Pick up the article about the girl group Honey Ltd. below and keep writing it from its final sentence.

Text block –
====
- Top: Alexandra, Marsha. Bottom: Laura, Joan

Background information
- Origin: Detroit, Michigan, United States
- Genres: Pop, psychedelic pop
- Years active: 1968-1970
- Label: LHI Records
- Past members: Laura Polkinghorne Marsha Temmer Alexandra Sliwin Joan Sliwin

= Honey Ltd. =

American 1960s girl group

Honey Ltd. was an American 1960s girl group consisting of sisters Alexandra and Joan Sliwin, Laura Polkinghorne and Marsha Temmer.

==Background==
The group members began singing with each other at Wayne State University. They formed the Mama Cats and began performing in local venues with other Detroit-based musicians like Bob Seger (who wrote both sides of their first single), Glenn Frey and Suzi Quatro. The group relocated to Los Angeles, where they auditioned for producer Lee Hazlewood, who signed them immediately and took them to the studio to record with backing from the famed Wrecking Crew. He would later rename them Honey Ltd.

Frey was the boyfriend of bandmember Joan Sliwin and followed her to Los Angeles. He was introduced to JD Souther by Joan's sister and bandmate, Alexandra Sliwin.

==Career==
The group did not achieve widespread commercial success and only released one album. Their version of Laura Nyro's Eli's Comin' was well received but was eclipsed by Three Dog Night's version released a few months later. In 1969 the group joined Bob Hope on a USO tour and headed to Thailand and Vietnam to perform for the troops. Television appearances in 1968-1969 included The Ed Sullivan Show, The Joey Bishop Show, Kraft Music Hall, The Jerry Lewis Show, The Andy Williams Show, Operation: Entertainment, and The Bob Hope Christmas Special: Around the World with the USO.

By 1970 Alexandra Sliwin had dropped out of the group to marry Souther. The remaining members continued as a trio with a name change to Eve. The new group released another album that went unnoticed and were subsequently dropped by LHI. They split up shortly after and went on to varied musical careers as singers and songwriters.

Laura Creamer (née Polkinghorne) is a songwriter, vocalist, and arranger who has recorded and/or toured with Billy Joel, Bob Seger, Van Morrison, Glenn Frey, Bruce Hornsby, Kid Rock, Eric Clapton, Thomas Dolby, and many others. She is credited as a backing vocalist on multiple albums including Billy Joel's 1973 Piano Man. Her West of Detroit CD was released in 2001.
====
Raw data –

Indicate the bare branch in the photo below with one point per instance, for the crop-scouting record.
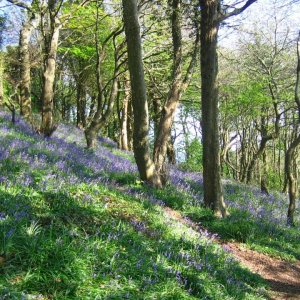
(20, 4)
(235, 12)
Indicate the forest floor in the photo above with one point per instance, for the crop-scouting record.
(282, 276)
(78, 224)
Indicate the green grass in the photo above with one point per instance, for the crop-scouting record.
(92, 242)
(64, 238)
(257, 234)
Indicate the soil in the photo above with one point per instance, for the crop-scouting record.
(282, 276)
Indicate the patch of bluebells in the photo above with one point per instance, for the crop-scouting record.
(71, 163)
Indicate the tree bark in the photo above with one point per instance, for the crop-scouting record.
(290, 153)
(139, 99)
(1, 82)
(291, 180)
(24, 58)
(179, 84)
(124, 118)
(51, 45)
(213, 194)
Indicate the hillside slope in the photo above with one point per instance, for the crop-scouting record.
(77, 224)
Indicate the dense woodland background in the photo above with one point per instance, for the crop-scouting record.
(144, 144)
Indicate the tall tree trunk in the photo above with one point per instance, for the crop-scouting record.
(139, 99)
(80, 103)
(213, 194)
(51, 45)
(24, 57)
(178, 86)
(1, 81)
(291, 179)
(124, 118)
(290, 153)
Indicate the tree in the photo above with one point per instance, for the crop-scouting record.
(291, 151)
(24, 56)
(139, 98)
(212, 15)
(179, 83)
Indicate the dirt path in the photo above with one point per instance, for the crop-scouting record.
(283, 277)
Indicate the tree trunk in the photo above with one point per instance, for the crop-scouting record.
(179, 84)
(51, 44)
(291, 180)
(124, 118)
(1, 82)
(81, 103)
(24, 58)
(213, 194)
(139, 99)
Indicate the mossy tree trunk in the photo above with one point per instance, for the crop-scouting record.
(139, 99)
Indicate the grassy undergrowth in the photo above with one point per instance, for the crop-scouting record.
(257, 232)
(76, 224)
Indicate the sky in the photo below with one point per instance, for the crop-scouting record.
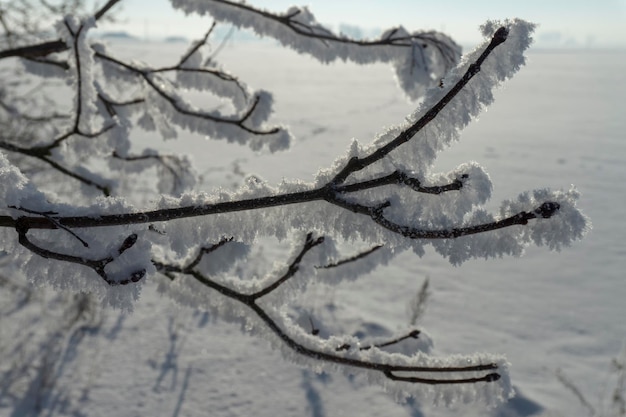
====
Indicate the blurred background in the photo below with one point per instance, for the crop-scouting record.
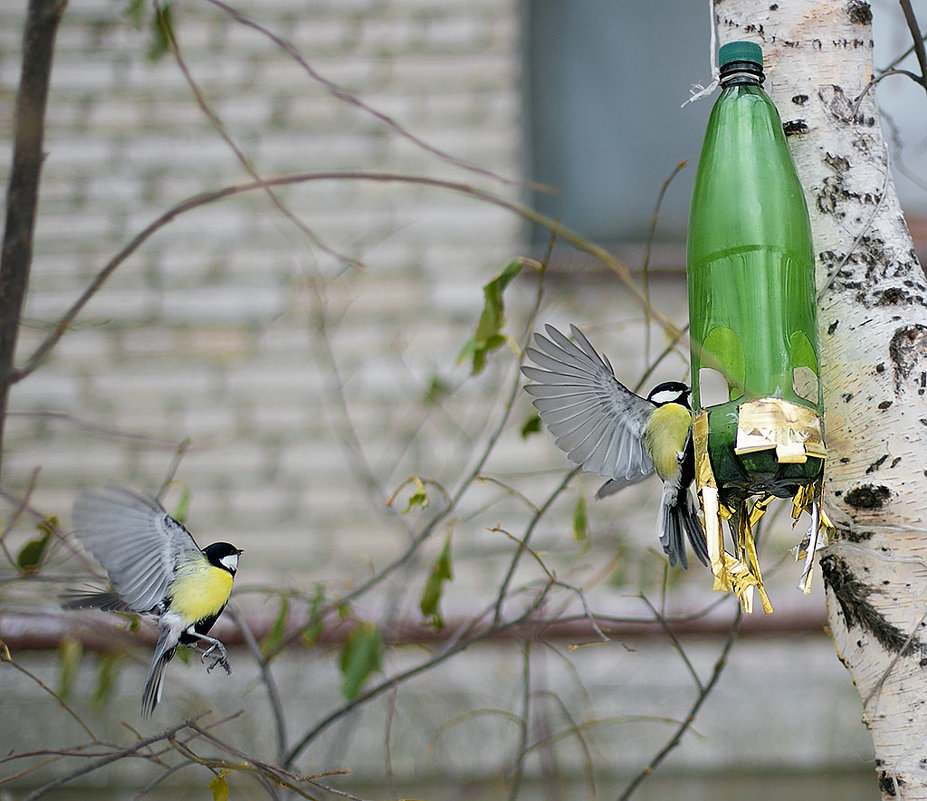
====
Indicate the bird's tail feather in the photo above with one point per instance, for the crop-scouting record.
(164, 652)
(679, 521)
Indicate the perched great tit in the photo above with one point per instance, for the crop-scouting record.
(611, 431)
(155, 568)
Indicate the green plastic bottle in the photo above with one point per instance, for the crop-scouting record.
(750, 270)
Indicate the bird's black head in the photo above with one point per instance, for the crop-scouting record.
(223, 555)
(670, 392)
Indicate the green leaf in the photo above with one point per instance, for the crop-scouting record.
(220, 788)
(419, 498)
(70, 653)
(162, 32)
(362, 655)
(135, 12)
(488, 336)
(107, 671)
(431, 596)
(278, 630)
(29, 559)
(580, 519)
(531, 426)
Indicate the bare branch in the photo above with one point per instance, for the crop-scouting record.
====
Reply to the task –
Alex Sliwin, Joan Sliwin, and Marsha Temmer were in the short-lived group Bijou with former Association members Jules Alexander and Russ Giguere, and subsequently wrote and performed with Loretta Lynn and others. Marsha Temmer Darigan continued with studio work plus a stint as a backup singer/dancer for Tina Turner. Her songwriting credits include a track for the Angel movie series and, along with Alex Sliwin, many of the songs for the "musical novel" UnderWing. The Sliwin sisters are still actively performing as Like Honey.

In 2013, a compilation CD titled Honey Ltd. - The Complete LHI Recordings was released featuring tracks recorded during the group's tenure at LHI. The CD includes all eight songs from the first album, two songs released only as singles, and three previously unreleased songs.

==Discography==
=== Studio albums ===
- 1968: Honey Ltd. (LHI-12002)
- 1970: Take It And Smile (as Eve) (LHI-3100)

=== Compilations ===
- 2013: Honey Ltd - The Complete LHI Recordings (Light in the Attic Records, LITA 102)

=== Singles ===
- 1967: "Miss You"/"My Boy" (as Mama Cats) (Hideout 1225)
- 1968: "Come Down"/"Tomorrow Your Heart" (LHI-1208)
- 1968: "Louie, Louie" (with Lee Hazlewood intro)/"Louie, Louie" (LHI-1216 promo)
- 1969: "Eli's Coming"/"Silk 'N' Honey" (LHI-3)
- 1969: "Silver Threads and Golden Needles"/"No You Are" (LHI-12)
- 1970: "Anyone Who Had a Heart"/"Dusty Roads" (as Eve) (LHI-25)
- 1970: "Take It And Smile"/"You Go Your Way" (as Eve) (Bell 914)
- 1975: "Carry On"/"Children of the Highway" (as Bijou) (A&M 1678)

=== Soundtrack ===
- 1971: Vanishing Point - "So Tired" (as Eve) (Amos Records AAS8002)

=== Other appearances ===
- 1987: Girls In The Garage Volume 2 (Romulan Records UFOX03) - "Miss You" (as Mama Cats)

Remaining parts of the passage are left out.